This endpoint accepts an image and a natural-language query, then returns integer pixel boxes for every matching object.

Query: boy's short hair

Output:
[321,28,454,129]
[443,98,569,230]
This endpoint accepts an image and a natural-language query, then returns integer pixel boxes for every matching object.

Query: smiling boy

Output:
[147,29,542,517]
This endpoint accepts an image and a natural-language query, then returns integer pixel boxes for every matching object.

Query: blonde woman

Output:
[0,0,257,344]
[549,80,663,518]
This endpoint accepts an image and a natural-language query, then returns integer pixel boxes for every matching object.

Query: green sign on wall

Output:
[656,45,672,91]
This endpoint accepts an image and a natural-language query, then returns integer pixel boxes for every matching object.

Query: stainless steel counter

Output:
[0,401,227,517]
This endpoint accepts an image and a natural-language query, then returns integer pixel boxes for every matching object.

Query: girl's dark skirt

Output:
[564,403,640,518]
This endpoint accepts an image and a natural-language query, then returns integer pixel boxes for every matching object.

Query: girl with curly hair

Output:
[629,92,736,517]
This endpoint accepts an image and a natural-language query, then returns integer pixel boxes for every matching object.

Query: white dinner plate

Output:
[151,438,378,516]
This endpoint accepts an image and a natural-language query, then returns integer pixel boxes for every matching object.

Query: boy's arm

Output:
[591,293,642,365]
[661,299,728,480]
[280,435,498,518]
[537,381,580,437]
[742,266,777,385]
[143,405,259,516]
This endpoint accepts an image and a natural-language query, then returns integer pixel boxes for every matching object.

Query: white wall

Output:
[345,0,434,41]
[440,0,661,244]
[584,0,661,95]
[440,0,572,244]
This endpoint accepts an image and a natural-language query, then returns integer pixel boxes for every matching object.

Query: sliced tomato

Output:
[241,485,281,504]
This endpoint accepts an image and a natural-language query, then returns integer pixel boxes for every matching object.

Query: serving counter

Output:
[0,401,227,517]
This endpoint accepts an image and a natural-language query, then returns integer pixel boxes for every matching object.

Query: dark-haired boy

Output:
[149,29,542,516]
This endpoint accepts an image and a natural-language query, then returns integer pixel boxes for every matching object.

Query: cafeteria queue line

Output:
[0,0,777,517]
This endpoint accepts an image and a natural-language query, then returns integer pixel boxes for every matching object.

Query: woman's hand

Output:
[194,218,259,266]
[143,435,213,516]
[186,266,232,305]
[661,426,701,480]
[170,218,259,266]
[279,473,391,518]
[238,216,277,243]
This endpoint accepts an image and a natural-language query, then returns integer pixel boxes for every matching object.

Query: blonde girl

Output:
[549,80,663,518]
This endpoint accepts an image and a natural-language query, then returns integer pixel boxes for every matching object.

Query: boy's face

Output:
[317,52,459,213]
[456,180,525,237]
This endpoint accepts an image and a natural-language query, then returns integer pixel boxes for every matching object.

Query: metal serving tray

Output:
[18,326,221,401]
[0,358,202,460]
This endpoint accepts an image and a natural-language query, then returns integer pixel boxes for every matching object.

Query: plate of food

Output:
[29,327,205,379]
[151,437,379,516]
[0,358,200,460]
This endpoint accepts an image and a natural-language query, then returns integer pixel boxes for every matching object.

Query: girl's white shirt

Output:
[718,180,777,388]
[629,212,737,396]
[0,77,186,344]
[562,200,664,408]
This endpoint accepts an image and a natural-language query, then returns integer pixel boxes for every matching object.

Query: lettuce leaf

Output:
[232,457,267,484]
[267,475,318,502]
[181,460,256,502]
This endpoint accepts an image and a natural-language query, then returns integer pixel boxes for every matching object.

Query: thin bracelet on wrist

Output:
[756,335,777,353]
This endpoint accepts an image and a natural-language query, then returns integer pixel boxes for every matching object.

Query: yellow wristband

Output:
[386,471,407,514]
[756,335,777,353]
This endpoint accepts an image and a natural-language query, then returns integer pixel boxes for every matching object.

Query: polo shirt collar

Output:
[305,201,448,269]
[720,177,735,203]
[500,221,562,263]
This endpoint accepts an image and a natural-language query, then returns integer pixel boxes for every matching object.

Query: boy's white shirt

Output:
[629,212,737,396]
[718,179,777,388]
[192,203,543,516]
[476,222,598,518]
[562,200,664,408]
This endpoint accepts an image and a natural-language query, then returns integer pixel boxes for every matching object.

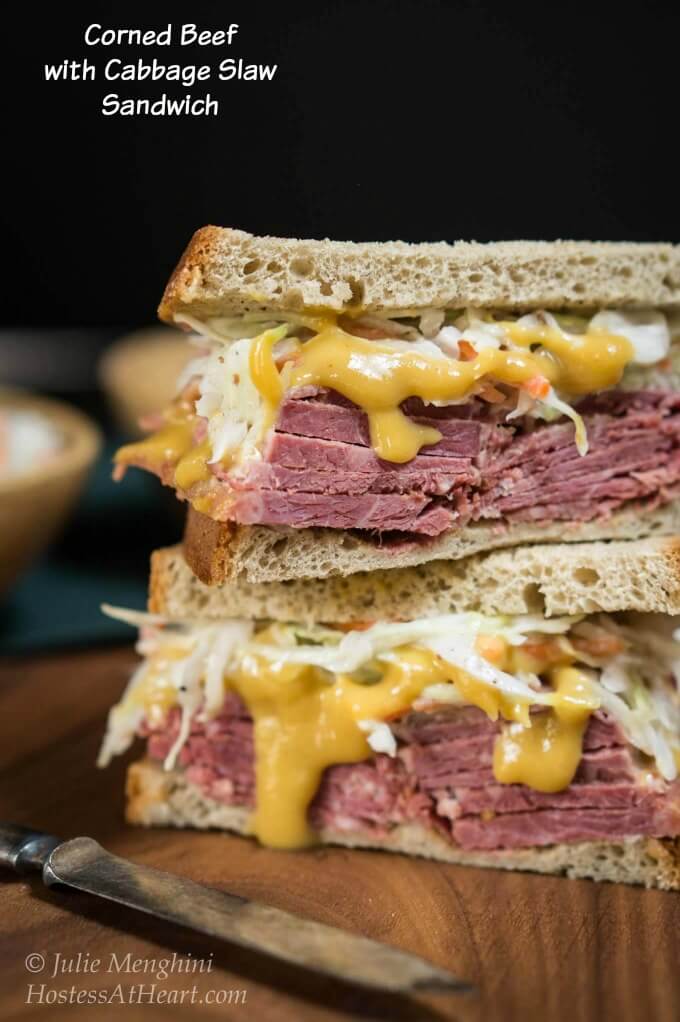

ИНСТРУКЦИЯ К ЗАДАНИЮ
Выведите все записи выше дословно, строку за строкой, не включая в ответ изображения.

ОТВЕТ НИЖЕ
This endpoint accepts an image and a natural-language query, then returns integer pixel boxes for every matching object.

Query: boy's short hair

Output:
[321,28,454,129]
[443,98,569,230]
This endpoint accepts an image and a natural-language query, then returns integer pixel boxes for every matching object.

Query: smiling boy

Output:
[147,29,542,517]
This endpoint accepts an image and a natural-language query, then returns integer pixel boxes for every matching object.

Query: blonde woman

Output:
[0,0,257,344]
[549,80,663,518]
This endpoint accepts an image and a natural-language query, then returns integer pixel boxes for every matching object.

Query: green sign on wall

Output:
[656,45,672,91]
This endpoint accepts an image and a natural-language query, then returns integer pixel boxes for every matching object.

Query: stainless steel counter

Output:
[0,401,227,517]
This endpoint accepts an image and a natural-language query, then returns integer pixel boxes for every matching object.

Query: girl's dark skirt

Output:
[564,403,640,518]
This endpoint accepts an image and a natural-language query, then returns integer pixel boxes for every matching object.

Query: girl with curly hair

Output:
[629,92,736,517]
This endpoint accepts an image and a natural-language query, then returns integer pixel boxes for every matching object.

Query: white dinner plate

Output:
[151,438,378,516]
This endpoint accepts an image and a natural-language query, then returns integer pixel boxes for every matching object.

Query: boy's arm

Output:
[591,293,642,365]
[661,299,728,480]
[280,435,498,518]
[537,381,580,437]
[742,266,777,385]
[143,405,259,516]
This endpoint accepts an image and a natural-language query, then returns integer pixel boxes for every matching object.

Query: white wall

Output:
[345,0,434,41]
[440,0,661,244]
[584,0,661,95]
[440,0,572,244]
This endpoint accepts an image and a natural-language query, then returns integer pixel boxes for every matching object.

Query: sliced tomato

Output:
[241,485,281,504]
This endpoint accepts an image and a natural-language query, then returns integer pixel boxes for every matching object.

Query: serving counter

Output:
[0,401,227,517]
This endpoint accepts an image and a natural-language query, then returns integer pixel boxes for every matching object.

Query: dark-haired boy

Output:
[149,29,542,516]
This endpoint accepts an image and a natural-language query, then returns integer pixel boxes for every matching object.

Query: cafeteria queue line

Output:
[0,0,777,517]
This endpoint accepts an image and a natural-language query, then returns integer pixel boxes for every matching object.

Query: woman's hand

Output:
[194,218,259,266]
[143,435,213,516]
[186,266,232,305]
[661,426,701,480]
[170,218,259,266]
[279,473,391,518]
[238,216,277,243]
This endpoint accepts an image and a natural-language query, then returns integer pixel boxes for every matching object.

Query: blonde girl

Output:
[549,80,663,518]
This endpoint accepts an image and a natural-language query, then returns integer pixel boxes for every matching object.

Query: boy's face

Output:
[317,52,459,213]
[456,180,525,237]
This endpoint accepts an image and a natural-language query, then returns integer pixel boxes for every matching object.

Query: metal serving tray

Output:
[18,326,221,401]
[0,358,202,460]
This endpoint accepts an image and a natural-language query, then returns integer pixel boxes for every matching object.

Query: plate of food

Output:
[29,327,205,379]
[151,437,379,516]
[0,358,200,460]
This endpoint accepts an image and a natural-language query, then returns integer pixel boxes for every matching object.

Query: girl's white shirt

Output:
[718,180,777,388]
[629,212,737,396]
[0,77,186,344]
[562,200,664,408]
This endpoint accepts an image and a natural-language query, then returns integer pixel boxes for every matching object.

Query: lettuce leaf

Output:
[232,457,267,484]
[267,475,318,502]
[181,460,256,502]
This endpoint accepts an image and a natural-language query, then returns integer pixel boxes for every matching object.

Query: thin bracelet on wrist

Output:
[756,335,777,353]
This endpoint accepts an image and a natural-language query, then returns integer pixel boxes for every matching object.

Query: yellow wristband

Output:
[386,471,407,514]
[756,335,777,353]
This endpoint accepts an image and a natural-language query, then returns integer pixel boxes for every matching object.

Query: polo shirt collar

Output:
[305,201,448,269]
[720,177,735,203]
[500,221,562,263]
This endpoint accepts an image and a natural-language query, then returns integer pixel boxes for every matching object.

Query: boy's white shirt

Output:
[629,212,737,396]
[718,179,777,388]
[192,203,543,516]
[476,222,598,518]
[562,200,664,408]
This endpoint accepts an image and a natural-language query, then returns integer pixel boxes for every matching object.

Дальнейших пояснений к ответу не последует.